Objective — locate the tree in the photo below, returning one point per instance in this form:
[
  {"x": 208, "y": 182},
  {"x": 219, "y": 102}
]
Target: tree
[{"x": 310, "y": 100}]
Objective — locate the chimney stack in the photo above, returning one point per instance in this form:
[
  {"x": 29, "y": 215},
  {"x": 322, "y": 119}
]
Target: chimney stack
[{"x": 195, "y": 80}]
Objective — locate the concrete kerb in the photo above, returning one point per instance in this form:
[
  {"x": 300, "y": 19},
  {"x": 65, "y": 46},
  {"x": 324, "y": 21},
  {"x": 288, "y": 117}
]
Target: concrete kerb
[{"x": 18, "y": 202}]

### Task instructions
Change every "Target" in the material above to "Label", keeping the rest of the lines as they are.

### Reply to the task
Objective — locate the tree in the photo below, returning one point per instance in this form:
[
  {"x": 208, "y": 182},
  {"x": 219, "y": 102}
]
Label: tree
[{"x": 310, "y": 100}]
Objective — locate the chimney stack in the photo above, returning one point per instance in this form:
[
  {"x": 29, "y": 215},
  {"x": 322, "y": 119}
]
Label: chimney stack
[{"x": 195, "y": 80}]
Objective — locate the concrete kerb in the photo above, returning one point per instance in this form:
[
  {"x": 300, "y": 19},
  {"x": 65, "y": 46},
  {"x": 324, "y": 21},
  {"x": 288, "y": 117}
]
Label: concrete kerb
[{"x": 18, "y": 202}]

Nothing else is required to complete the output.